• Kyodo


A gay man in his 20s has reached a rare out-of-court settlement with the company he used to work for after a superior revealed his sexual orientation without his consent, people involved in the case said Saturday.

The firm in Tokyo’s Toshima Ward apologized and has promised to pay damages for causing mental distress, they said, in a development that many hope will help eliminate discrimination of LGBT people.

Experts on issues related to sexual minorities have pointed out that an out-of-court settlement over damage caused by outing someone is extremely unusual as legal disputes on the matter are uncommon in Japan, where misunderstandings and misconceptions about LGBT people persist.

The central government has designated outing and insults against LGBT people as abuses of power in its guidelines of a law enacted in June that requires firms to take measures against such abuse. But experts argue the efforts are limited in scope and are calling for the state to take more explicit actions.

The man recalls the “long and painful days” he spent until the out-of-court settlement. “I’m happy if (this case) could provide an opportunity to eliminate outing from society and the workplace,” he said.

Upon joining the company last year, the man revealed his sexual orientation to the firm and said he wanted to disclose it to his colleagues when he was ready to do so, according to a labor union supporting him.

A few months later, a female part-time worker started avoiding him and later quit.

The man later found out during a drinking party that she had learned from the superior that he was gay. “I thought there was no problem telling that to just one person,” the superior told him while laughing.

Entries supplied
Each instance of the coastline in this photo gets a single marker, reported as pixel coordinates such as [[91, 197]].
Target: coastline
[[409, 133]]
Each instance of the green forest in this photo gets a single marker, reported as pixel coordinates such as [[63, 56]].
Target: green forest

Exercise brief
Reproduce the entire article about the workplace outing settlement word for word. The lines here are separate material and have no connection to the article.

Answer section
• Kyodo


A gay man in his 20s has reached a rare out-of-court settlement with the company he used to work for after a superior revealed his sexual orientation without his consent, people involved in the case said Saturday.

The firm in Tokyo’s Toshima Ward apologized and has promised to pay damages for causing mental distress, they said, in a development that many hope will help eliminate discrimination of LGBT people.

Experts on issues related to sexual minorities have pointed out that an out-of-court settlement over damage caused by outing someone is extremely unusual as legal disputes on the matter are uncommon in Japan, where misunderstandings and misconceptions about LGBT people persist.

The central government has designated outing and insults against LGBT people as abuses of power in its guidelines of a law enacted in June that requires firms to take measures against such abuse. But experts argue the efforts are limited in scope and are calling for the state to take more explicit actions.

The man recalls the “long and painful days” he spent until the out-of-court settlement. “I’m happy if (this case) could provide an opportunity to eliminate outing from society and the workplace,” he said.

Upon joining the company last year, the man revealed his sexual orientation to the firm and said he wanted to disclose it to his colleagues when he was ready to do so, according to a labor union supporting him.

A few months later, a female part-time worker started avoiding him and later quit.

The man later found out during a drinking party that she had learned from the superior that he was gay. “I thought there was no problem telling that to just one person,” the superior told him while laughing.